== What to produce ==
Skipping the images, transcribe each record below as it is.

== Working data ==
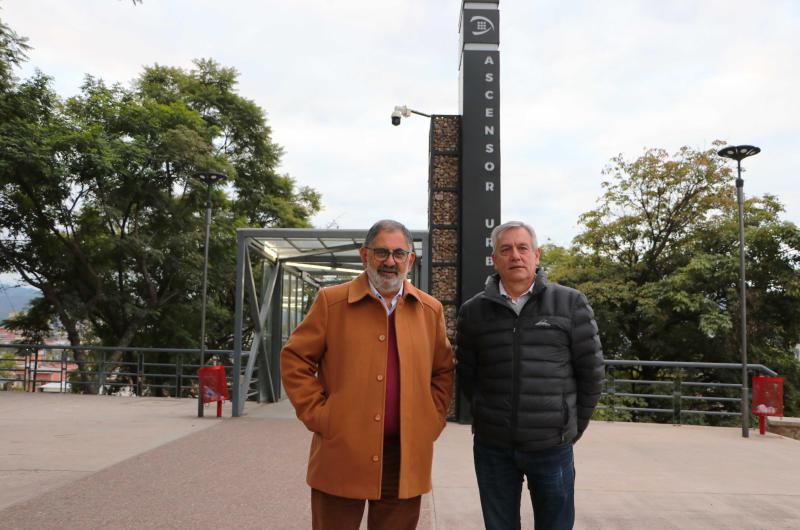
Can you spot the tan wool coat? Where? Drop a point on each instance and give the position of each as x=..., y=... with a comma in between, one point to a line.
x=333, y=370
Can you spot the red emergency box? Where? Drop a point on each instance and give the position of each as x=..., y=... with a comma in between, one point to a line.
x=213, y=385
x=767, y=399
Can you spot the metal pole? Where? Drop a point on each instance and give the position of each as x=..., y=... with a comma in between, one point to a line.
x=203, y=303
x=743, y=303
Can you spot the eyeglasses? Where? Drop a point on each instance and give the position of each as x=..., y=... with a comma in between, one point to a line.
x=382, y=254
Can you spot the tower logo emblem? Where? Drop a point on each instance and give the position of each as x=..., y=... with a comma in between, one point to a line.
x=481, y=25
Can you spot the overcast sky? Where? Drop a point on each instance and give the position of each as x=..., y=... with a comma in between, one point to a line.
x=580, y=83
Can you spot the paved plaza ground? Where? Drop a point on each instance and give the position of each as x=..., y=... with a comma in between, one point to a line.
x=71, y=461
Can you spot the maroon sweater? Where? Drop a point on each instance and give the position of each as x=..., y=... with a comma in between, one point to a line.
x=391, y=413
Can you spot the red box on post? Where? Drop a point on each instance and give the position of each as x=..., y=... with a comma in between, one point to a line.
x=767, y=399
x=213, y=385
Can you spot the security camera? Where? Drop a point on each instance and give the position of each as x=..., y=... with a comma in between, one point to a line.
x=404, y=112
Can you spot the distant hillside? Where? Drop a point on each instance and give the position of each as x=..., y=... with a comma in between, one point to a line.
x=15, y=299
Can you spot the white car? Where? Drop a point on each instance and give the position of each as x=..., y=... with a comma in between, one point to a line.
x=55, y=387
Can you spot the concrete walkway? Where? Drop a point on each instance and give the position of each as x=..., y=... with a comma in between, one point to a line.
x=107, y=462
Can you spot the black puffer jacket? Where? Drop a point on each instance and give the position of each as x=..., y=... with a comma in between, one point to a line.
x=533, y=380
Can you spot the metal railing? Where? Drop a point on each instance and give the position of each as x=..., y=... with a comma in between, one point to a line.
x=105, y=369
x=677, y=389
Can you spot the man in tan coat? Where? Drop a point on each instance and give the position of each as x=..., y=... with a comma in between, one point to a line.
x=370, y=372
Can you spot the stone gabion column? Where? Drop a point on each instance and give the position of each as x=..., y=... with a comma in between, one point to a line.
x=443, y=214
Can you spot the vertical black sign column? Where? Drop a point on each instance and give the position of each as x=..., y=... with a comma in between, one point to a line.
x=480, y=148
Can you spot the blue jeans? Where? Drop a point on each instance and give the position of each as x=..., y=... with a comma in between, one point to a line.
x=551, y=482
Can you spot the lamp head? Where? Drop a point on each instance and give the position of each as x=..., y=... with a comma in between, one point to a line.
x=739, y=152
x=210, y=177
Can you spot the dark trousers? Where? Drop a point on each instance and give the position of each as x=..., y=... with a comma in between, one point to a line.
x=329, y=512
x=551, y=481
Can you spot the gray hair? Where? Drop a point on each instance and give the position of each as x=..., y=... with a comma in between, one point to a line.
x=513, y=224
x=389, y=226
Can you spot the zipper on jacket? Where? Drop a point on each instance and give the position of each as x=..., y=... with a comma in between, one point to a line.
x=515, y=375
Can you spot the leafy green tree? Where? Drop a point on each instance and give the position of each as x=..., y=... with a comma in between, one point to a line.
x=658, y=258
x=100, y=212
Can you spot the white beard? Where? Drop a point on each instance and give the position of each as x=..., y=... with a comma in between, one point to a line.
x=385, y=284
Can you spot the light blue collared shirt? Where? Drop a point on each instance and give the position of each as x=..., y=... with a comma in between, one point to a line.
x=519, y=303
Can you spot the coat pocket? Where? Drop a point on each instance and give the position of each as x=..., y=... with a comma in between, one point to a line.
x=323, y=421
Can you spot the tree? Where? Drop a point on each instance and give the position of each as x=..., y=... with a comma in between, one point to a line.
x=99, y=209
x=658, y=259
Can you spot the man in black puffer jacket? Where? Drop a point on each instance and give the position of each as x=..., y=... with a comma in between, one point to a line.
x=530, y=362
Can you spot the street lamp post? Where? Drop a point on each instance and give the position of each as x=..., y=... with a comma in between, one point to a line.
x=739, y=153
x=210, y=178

== Result for this task ==
Can you spot the tan wool coat? Where? Drop a point on each instance and give the position of each as x=..., y=... with a comma in between, one point to a line.
x=333, y=370
Can you spot the red emergency box? Where? Drop a point on each instance and give the position of each as x=..., y=... with a comma in between, one point to a line.
x=213, y=385
x=767, y=399
Can you spot the metal pole? Where? Drop a point on each instance and give the position of each as x=..., y=... with a comma in between, one point to a line.
x=203, y=303
x=743, y=303
Can you spot the eyeglasses? Where? Drop a point on each instance and give the position of each as x=..., y=... with a comma in between, one point to a line.
x=382, y=254
Can you spot the tower logo emblem? Where? Drop a point on each instance and give the position of each as x=..., y=... with a comma in between, one point to a line.
x=481, y=25
Can you spot the overcast sky? Where? Drop a point on each instance and give the position of each as x=..., y=... with a comma in between, one point to a line.
x=580, y=83
Can you spot the paved plaza ground? Where? Drop a point on each instance and give the position of each as x=..., y=... with a comma in between, one point to a line.
x=71, y=461
Can you spot the maroon sweater? Where? Drop a point on each instance and give the position of each as x=..., y=... with a comma in between, one point to a line.
x=391, y=413
Can you spot the red box on post? Where? Drop a point on each instance and give the position of each as x=..., y=... with a comma in between, one point to a line.
x=767, y=399
x=213, y=385
Can you spot the security camera? Where? Drop a point on each instance and give the position of each as x=..., y=... with a comma in between, one point to a line.
x=404, y=112
Can you spot the distant hillside? Where? Drop a point on each instance and give the position of each as x=..., y=... with a comma in between, one point to a line.
x=15, y=299
Can you spot the white car? Where? Drop a point on each instance and give the position of each as x=..., y=... with a comma in between, one point to a line.
x=55, y=387
Can you spot the concrete walkway? Where? Drop a point on each instance and give the position of each as x=..., y=... with a comma in between, one point to a line.
x=107, y=462
Can you spot the black puffer jacket? Where? Drop a point on each instance and give the position of each as x=..., y=... with a comma in between, one point to a line.
x=533, y=380
Can you spot the metal railing? Where? Drop a point on each instance and give the position of each as x=..., y=... with a comma in between, one point to a line.
x=105, y=369
x=677, y=389
Can you spot the man in tan coat? Where? Drop a point on each instance and give the position of each as x=..., y=... with a comma in between, one point to a line.
x=370, y=372
Can you spot the stone gabion column? Where? Drop a point on each instance and give the position of each as x=..., y=... with a comma in between, one point to a line.
x=443, y=214
Can you spot the vertical black sign column? Where? Drop a point on each instance and give the position of each as x=..., y=... with a comma in between, one point to a line.
x=480, y=148
Can you spot the blue jeans? Where? Drop a point on each instance and give the position of each as x=..., y=... with a comma in between, one point to a line.
x=551, y=482
Can you spot the lamp head? Where? Drop a point on each instance and give the position of each as x=..., y=... with a comma in between, one point to a line.
x=739, y=152
x=210, y=177
Can you spot the dark trousers? Where? Drop a point on each instance and give the position of each as x=..., y=... with a comma in between, one point to a line.
x=329, y=512
x=551, y=481
Can you spot the gray hair? Where? Drop a point on each instance and give the position of each as x=..., y=... with a comma in between, one point to a line.
x=513, y=224
x=389, y=226
Can you spot the zipper on jacket? Where? Drop a point on each instance and give the position of each as x=..., y=... with a comma in between, one point to a line.
x=515, y=375
Can you spot the leafy green tree? Where? Drop a point on each instance and give the position of each as x=..., y=... with a comma in between, one point to a line.
x=658, y=258
x=100, y=212
Can you spot the white beard? Where? Drop a point on each instance and give the position of each as x=..., y=... with a comma in between, one point to a line.
x=385, y=284
Can you spot the light blue collared shirt? Where? Drop a point on each instance and give the position of each as x=..., y=... with a comma in between, one point to a line.
x=519, y=303
Can you spot the coat pocket? Where? Drop a point on each instance and give the position of each as x=..., y=... with a comma in between, one point to a line.
x=323, y=421
Can you spot the tree? Where? Drop a point on each instance and give the position of each as x=..., y=... with a comma in between, one point to a line.
x=99, y=209
x=658, y=259
Can you spot the man in black puffer jacket? Where? Drop a point on each instance and give the position of each as x=..., y=... with a comma in between, one point to a line.
x=530, y=362
Can you spot the street lamp post? Where? Drop a point on each instance and give the position of each as x=..., y=... with a comma in between, one point to a line.
x=739, y=153
x=210, y=178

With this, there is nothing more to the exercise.